Reading text
Hear my words that I might teach you;
Take my arms that I might reach you.”

These words of Simon & Garfunkel could be the words of Jesus. His arms are taken, only to be spread upon the hard wood of the cross, and his words “like silent raindrops fell,” and yet “the people bow down and pray, to the neon God they made,” or whatever their first-century equivalent might have been.

Love demands our silence, our awe, our reverence, that his Word might fall upon our ears, and so that he who is also the chalice might have his lifeblood poured out into our hearts; that he who is the surgeon might apply the elixir of life. He is the only Word that can be spoken into the void of death when all other words fail; there is no other substitute.

His cross also is the sword that pierces the heart of death. This is, at least, what one sixth-century hymn writer wrote about the words uttered by Death, upon hearing the silence of the Word on the Cross:

Whom Hades saw and said to those below,
“My ministers and powers,
Who has fixed a nail in my heart?

Assigned task 1
Restate the paragraph of the meditation that begins "Love demands our silence" more briefly, keeping its main facts.
Assigned task 2
Write out the meditation word for word, from "Love demands our" up to and including "in my heart?".
Assigned task 3
Extend the meditation on the words of Jesus, picking up after its final line.
The items after the meditation are unrelated to it.

Data extract

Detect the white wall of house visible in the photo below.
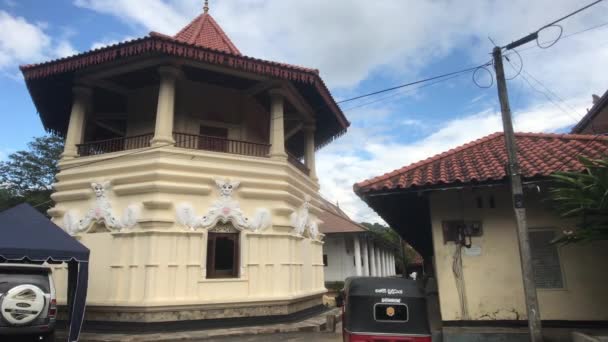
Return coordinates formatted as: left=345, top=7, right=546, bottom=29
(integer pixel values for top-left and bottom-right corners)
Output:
left=430, top=188, right=608, bottom=320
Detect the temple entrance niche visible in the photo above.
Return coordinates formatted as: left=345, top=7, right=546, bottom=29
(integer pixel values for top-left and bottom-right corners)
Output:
left=207, top=223, right=240, bottom=278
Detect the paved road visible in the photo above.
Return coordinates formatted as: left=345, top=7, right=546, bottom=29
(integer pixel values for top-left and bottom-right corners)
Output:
left=201, top=332, right=342, bottom=342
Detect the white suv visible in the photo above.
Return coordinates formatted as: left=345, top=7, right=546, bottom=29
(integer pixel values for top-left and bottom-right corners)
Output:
left=0, top=263, right=57, bottom=341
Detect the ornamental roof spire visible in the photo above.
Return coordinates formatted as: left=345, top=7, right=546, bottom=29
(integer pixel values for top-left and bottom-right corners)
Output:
left=173, top=0, right=241, bottom=56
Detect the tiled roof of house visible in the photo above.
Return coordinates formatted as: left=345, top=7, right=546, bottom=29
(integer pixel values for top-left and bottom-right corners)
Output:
left=19, top=7, right=350, bottom=149
left=173, top=12, right=241, bottom=56
left=319, top=200, right=367, bottom=234
left=570, top=90, right=608, bottom=134
left=354, top=132, right=608, bottom=194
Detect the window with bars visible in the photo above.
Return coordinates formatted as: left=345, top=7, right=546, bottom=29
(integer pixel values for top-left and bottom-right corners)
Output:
left=207, top=232, right=239, bottom=278
left=528, top=229, right=564, bottom=289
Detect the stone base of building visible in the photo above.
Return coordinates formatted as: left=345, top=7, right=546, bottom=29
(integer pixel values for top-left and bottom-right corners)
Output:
left=59, top=293, right=323, bottom=323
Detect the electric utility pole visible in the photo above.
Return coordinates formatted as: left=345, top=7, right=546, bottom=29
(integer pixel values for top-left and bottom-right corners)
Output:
left=492, top=46, right=543, bottom=342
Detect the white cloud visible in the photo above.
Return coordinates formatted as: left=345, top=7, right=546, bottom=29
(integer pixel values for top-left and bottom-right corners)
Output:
left=0, top=11, right=51, bottom=68
left=317, top=99, right=584, bottom=221
left=0, top=10, right=76, bottom=75
left=70, top=0, right=608, bottom=88
left=63, top=0, right=608, bottom=224
left=53, top=40, right=78, bottom=58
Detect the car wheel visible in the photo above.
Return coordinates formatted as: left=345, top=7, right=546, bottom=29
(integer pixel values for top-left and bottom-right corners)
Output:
left=0, top=284, right=44, bottom=325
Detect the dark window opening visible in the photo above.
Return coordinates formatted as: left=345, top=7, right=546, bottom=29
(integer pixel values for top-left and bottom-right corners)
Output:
left=207, top=232, right=239, bottom=278
left=528, top=230, right=564, bottom=289
left=490, top=196, right=496, bottom=209
left=198, top=126, right=228, bottom=152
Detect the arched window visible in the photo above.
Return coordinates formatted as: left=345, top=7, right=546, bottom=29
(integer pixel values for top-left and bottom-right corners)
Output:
left=207, top=224, right=240, bottom=278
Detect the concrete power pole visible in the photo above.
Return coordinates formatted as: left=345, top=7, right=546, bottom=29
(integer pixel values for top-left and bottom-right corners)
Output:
left=492, top=47, right=543, bottom=342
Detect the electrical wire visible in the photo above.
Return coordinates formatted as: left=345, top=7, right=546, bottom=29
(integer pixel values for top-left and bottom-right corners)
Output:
left=507, top=59, right=580, bottom=125
left=342, top=74, right=463, bottom=111
left=336, top=62, right=492, bottom=104
left=502, top=0, right=603, bottom=50
left=507, top=22, right=608, bottom=56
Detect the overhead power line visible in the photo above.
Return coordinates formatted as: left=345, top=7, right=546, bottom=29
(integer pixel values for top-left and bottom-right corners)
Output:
left=336, top=62, right=492, bottom=104
left=502, top=0, right=603, bottom=50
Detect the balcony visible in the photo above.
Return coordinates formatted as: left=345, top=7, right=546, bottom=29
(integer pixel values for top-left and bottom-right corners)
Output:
left=76, top=132, right=310, bottom=175
left=77, top=132, right=270, bottom=157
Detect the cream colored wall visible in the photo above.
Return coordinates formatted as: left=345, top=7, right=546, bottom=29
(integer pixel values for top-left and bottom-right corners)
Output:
left=430, top=188, right=608, bottom=320
left=49, top=147, right=325, bottom=306
left=122, top=79, right=270, bottom=144
left=175, top=80, right=270, bottom=143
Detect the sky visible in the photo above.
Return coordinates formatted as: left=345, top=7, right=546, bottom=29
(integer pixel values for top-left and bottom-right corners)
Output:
left=0, top=0, right=608, bottom=222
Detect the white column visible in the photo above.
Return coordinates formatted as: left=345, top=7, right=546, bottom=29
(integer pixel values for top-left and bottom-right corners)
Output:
left=369, top=241, right=378, bottom=277
left=375, top=247, right=383, bottom=277
left=382, top=250, right=388, bottom=277
left=361, top=239, right=370, bottom=277
left=270, top=89, right=287, bottom=159
left=150, top=66, right=182, bottom=146
left=61, top=86, right=91, bottom=159
left=304, top=125, right=318, bottom=180
left=353, top=235, right=362, bottom=276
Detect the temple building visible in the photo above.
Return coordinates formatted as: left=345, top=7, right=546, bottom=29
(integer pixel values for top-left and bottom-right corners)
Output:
left=319, top=199, right=400, bottom=289
left=21, top=5, right=349, bottom=322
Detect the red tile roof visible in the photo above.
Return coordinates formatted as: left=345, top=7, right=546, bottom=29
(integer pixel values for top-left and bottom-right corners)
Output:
left=354, top=132, right=608, bottom=194
left=319, top=200, right=367, bottom=234
left=173, top=13, right=241, bottom=56
left=19, top=8, right=350, bottom=148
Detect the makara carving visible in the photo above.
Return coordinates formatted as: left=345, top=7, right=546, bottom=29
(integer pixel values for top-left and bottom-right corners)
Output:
left=176, top=180, right=272, bottom=231
left=63, top=181, right=140, bottom=234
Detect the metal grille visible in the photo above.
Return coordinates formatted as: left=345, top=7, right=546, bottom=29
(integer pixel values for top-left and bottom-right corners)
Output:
left=529, top=230, right=564, bottom=289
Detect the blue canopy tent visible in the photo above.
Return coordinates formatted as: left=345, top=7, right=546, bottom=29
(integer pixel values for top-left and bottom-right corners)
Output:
left=0, top=204, right=89, bottom=342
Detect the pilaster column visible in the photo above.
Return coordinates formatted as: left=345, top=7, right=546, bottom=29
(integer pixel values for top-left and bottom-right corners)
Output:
left=369, top=241, right=378, bottom=277
left=353, top=235, right=362, bottom=276
left=361, top=239, right=370, bottom=277
left=304, top=125, right=318, bottom=180
left=269, top=89, right=287, bottom=159
left=150, top=66, right=182, bottom=146
left=375, top=247, right=383, bottom=277
left=61, top=86, right=92, bottom=159
left=382, top=250, right=388, bottom=277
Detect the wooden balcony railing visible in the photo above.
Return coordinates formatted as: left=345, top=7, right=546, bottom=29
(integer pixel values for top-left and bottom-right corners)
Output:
left=173, top=132, right=270, bottom=157
left=76, top=133, right=154, bottom=157
left=76, top=132, right=310, bottom=175
left=287, top=152, right=310, bottom=176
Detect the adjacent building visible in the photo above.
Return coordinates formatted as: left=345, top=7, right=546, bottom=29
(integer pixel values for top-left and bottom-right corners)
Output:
left=354, top=133, right=608, bottom=330
left=572, top=90, right=608, bottom=134
left=21, top=6, right=349, bottom=322
left=319, top=201, right=396, bottom=288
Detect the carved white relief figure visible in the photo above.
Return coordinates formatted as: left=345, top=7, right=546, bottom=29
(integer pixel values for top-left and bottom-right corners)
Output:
left=176, top=179, right=272, bottom=231
left=63, top=181, right=140, bottom=234
left=290, top=195, right=319, bottom=239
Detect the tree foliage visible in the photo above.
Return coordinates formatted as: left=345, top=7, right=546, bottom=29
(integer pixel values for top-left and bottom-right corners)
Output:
left=549, top=157, right=608, bottom=244
left=0, top=135, right=63, bottom=212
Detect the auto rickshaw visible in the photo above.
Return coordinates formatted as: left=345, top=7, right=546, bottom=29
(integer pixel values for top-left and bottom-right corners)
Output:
left=340, top=277, right=432, bottom=342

Exercise answer 1
Love requires our silence, awe and reverence so that his Word can reach our ears. Then he, as the chalice, can pour his lifeblood into our hearts, and he, as the surgeon, can apply the elixir of life. He alone is the Word that can be spoken into the void of death when all other words fail, and nothing can take his place.

Exercise answer 2
Love demands our silence, our awe, our reverence, that his Word might fall upon our ears, and so that he who is also the chalice might have his lifeblood poured out into our hearts; that he who is the surgeon might apply the elixir of life. He is the only Word that can be spoken into the void of death when all other words fail; there is no other substitute.

His cross also is the sword that pierces the heart of death. This is, at least, what one sixth-century hymn writer wrote about the words uttered by Death, upon hearing the silence of the Word on the Cross:

Whom Hades saw and said to those below,
“My ministers and powers,
Who has fixed a nail in my heart?

Exercise answer 3
A wooden lance has suddenly pierced me, and I am being torn apart.”
(Romanos the Melodist, “The Victory of the Cross”)

The Word breaks the silence eventually — in the Gospel, in speaking to Pilate, to the thief, the disciple, and to his mother. Another ancient hymn by Romanos has Jesus saying to his mother, and perhaps to all mothers who have lost children:

Be strong for a little while, Mother, and you will see how,
Just like a surgeon, I strip and rush to where my patients lie.
I shall treat their wounds:
I shall cut away solid tumors with the soldier’s spear.
I shall use gall and vinegar to staunch the incision;
Nails, a lancet to probe the tumor; a seamless robe to wrap it.
The cross itself I shall use as a splint.
By this you will understand and sing,
By suffering himself, he has destroyed suffering.
(Romanos the Melodist, “Mary at the Cross”)

The Word breaks the silence, ultimately, with his own. The silence of the Word is not the silence of the abandoned victim only; it is the silence of the shepherd, and the lover, and the doctor working to cure the sick.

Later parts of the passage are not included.